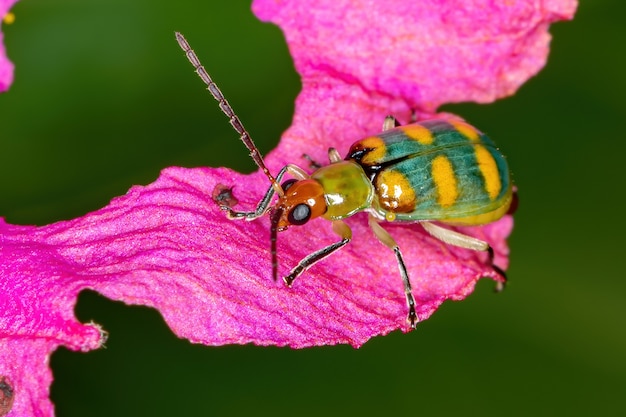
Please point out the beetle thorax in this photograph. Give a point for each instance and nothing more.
(347, 189)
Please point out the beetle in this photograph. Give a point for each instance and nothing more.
(443, 171)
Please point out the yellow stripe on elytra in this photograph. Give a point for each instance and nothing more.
(489, 169)
(395, 192)
(377, 150)
(418, 133)
(466, 130)
(445, 181)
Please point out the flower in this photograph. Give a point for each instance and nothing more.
(6, 67)
(169, 246)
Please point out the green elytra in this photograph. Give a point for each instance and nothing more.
(384, 180)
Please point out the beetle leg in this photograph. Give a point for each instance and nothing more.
(385, 238)
(262, 206)
(341, 229)
(463, 241)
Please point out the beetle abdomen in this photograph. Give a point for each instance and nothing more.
(436, 170)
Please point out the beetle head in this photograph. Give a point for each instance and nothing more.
(301, 201)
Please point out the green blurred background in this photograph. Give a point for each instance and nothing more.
(103, 99)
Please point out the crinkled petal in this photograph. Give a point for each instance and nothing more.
(6, 66)
(425, 52)
(169, 246)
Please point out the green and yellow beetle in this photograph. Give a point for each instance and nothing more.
(434, 170)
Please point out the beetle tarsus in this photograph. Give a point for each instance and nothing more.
(500, 285)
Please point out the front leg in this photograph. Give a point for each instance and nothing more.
(263, 205)
(341, 229)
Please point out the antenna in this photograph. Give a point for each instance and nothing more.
(227, 109)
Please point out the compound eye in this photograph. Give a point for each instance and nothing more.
(299, 215)
(285, 185)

■ **YOUR INSTRUCTIONS**
Repeat the records above verbatim, with no pictures in the result.

■ **REPLY**
Please point out the beetle thorax in this photograph. Give a point for each instance and nothing more.
(347, 189)
Please point out the beetle in this photograph. Give a point for each instance and nothing more.
(443, 171)
Please point out the yellow stripe on elytra in this photograph. Give a point for each instance and nothing more.
(489, 169)
(395, 192)
(377, 150)
(418, 133)
(466, 130)
(445, 181)
Please point out the flower in this photograph. Give a point for each instance and nothing more.
(6, 67)
(169, 246)
Please point out the green elytra in this photograph. Give a point for each instance and nothing more.
(384, 180)
Please point out the beetle leg in this photograph. Give a point for each instance and nothing more.
(385, 238)
(262, 206)
(341, 229)
(463, 241)
Please point out the beetle abdomen in this photograph. Give a point for each instance and nothing more.
(436, 170)
Please point out the beetle head in this photograph. Give a point for each instance and nothing more.
(301, 201)
Please point out the green blurred background in this photograph. Give a point for each instance and nothing more.
(103, 99)
Please point out the crinkled petal in this photograph. Give a point for each instance and nothing more.
(6, 66)
(425, 52)
(169, 246)
Please point out the green and yellow beetle in this photograph. Give a point for each instance and nothing more.
(434, 170)
Please point out the beetle tarsus in this photograph. Give a point for each instance and nothing more.
(500, 285)
Please point out the front leg in this photograph. Give a point for each instance and nothing more.
(263, 205)
(341, 229)
Please point out the antenna in this photograph. Give a point for each instance and nothing more.
(227, 109)
Please point out the compound eye in this photograph. Give a point for each instance and nothing more.
(299, 215)
(285, 185)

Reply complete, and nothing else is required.